═════ Data excerpts ═════

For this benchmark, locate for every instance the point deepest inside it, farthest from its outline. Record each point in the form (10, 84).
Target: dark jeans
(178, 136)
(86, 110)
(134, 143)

═════

Transcribe the whole listing with nothing added or left out.

For this benchmark, locate for every instance the point deepest inside it, farthest from its outline. Record each point in the form (10, 84).
Target: dark jeans
(178, 136)
(86, 110)
(134, 143)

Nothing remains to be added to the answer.